:: Task details ::
Please retype the entries exactly as they stand, leaving out any pictures.

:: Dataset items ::
Start of Block

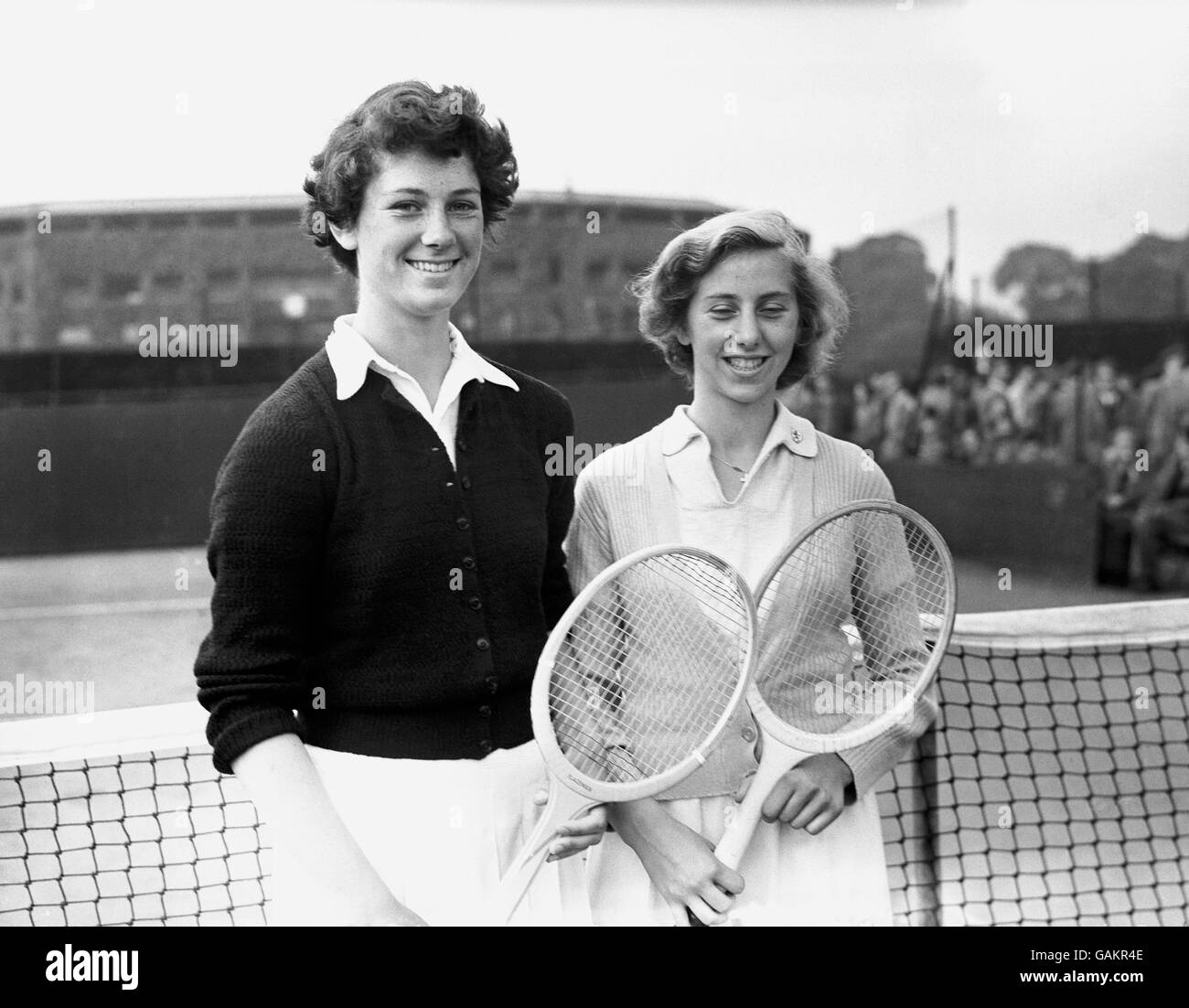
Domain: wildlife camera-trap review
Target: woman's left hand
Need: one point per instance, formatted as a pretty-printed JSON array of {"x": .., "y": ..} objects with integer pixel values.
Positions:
[
  {"x": 577, "y": 834},
  {"x": 809, "y": 797}
]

End of Block

:: Expected answer ::
Domain: wildlife camera-trap review
Target: woman's left hand
Need: one point per instance, formatted as a pretty-printed JSON array of {"x": .., "y": ..} objects with integer pixel values.
Positions:
[
  {"x": 577, "y": 834},
  {"x": 809, "y": 797}
]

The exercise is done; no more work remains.